Artigo
>>
E é exactamente isso que se está a passar com o nosso sistema financeiro. As medidas que estão a ser tomadas dentro desse pacote são de um analfabetismo estrutural. Toda a estratégia de combate ao branqueamento de capitais passa completamente ao lado do contexto e do verdadeiro centro de branqueamento de capitais, que todo o moçambicano que respira sabe muito bem onde está a sua sede e com que instituições se oleia. Mas tudo indica que preferem o espectáculo barato em vez de atacar o verdadeiro problema.
Gostaríamos de saber se, para abrir uma conta bancária em Paris, onde está a sede do GAFI, ou em Singapura, o país do director do GAFI, é exigido o mesmo ritual medieval que eles mandam o Banco de Moçambique exigir aos moçambicanos. E também gostaríamos de saber se, nessas praças do Ocidente onde estão alojados os senhores do terrorismo e também estão alojados os complexos industriais de fabrico de armas de destruição em massa, existe igual humilhação exercida sobre os cidadãos desses países, em nome do combate a esses males. E também gostaríamos de saber por que é que Moçambique tem de ser submetido a toda esta irracionalidade.
<<
Tarefas propostas
[1] Segundo o artigo sobre o combate ao branqueamento de capitais em Moçambique, por que motivo as medidas do pacote são classificadas como "analfabetismo estrutural"? Responda em uma a três frases.
[2] Dê continuidade ao artigo sobre o combate ao branqueamento de capitais em Moçambique, partindo da sua última frase.

Dados registados
>>
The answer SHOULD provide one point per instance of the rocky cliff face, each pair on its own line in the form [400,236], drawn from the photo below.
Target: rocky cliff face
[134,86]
<<
Respostas por ordem
[1] Porque toda a estratégia de combate ao branqueamento de capitais passa completamente ao lado do contexto e do verdadeiro centro desse branqueamento, cuja sede e cujas instituições associadas qualquer moçambicano conhece bem. Em vez de se atacar o verdadeiro problema, prefere-se o espectáculo barato.

[2]
Imagine-se só: o nosso Tribunal Supremo, um órgão de soberania, foi obrigado a aprovar uma insana directiva para os tribunais de escalão inferior acelerarem os julgamentos de casos de branqueamento de capitais e financiamento do terrorismo e proliferação de armas de destruição em massa, em prejuízo de qualquer outro tipo de julgamentos. Por outras palavras, havendo num tribunal, por exemplo, um caso de homicídio e um caso de branqueamento de capitais, os juízes devem julgar em primeiro lugar o caso de branqueamento de capitais ou de crimes de conexos.
A questão é: e os raptos, que são responsáveis pela fuga de agentes económicos moçambicanos e que têm um efeito directo na economia e deixam muita gente no desemprego? Nos raptos, há até cidadãos assassinados. Por que é que nunca vimos uma mobilização institucional e material igual? O que é importante, de facto, para os moçambicanos? Como é que fomos todos convencidos de que, do nada, em Moçambique há fábricas de produção de armas de destruição em massa? E devemos todos parar as nossas vidas para localizar essas fábricas e, se for o caso, vamos humilhar os cidadãos e colocá-los numa situação de total indignidade. Ainda estamos perante o branqueamento de capitais, ou estamos perante o branqueamento colectivo do nosso cérebro? (Canal de Moçambique)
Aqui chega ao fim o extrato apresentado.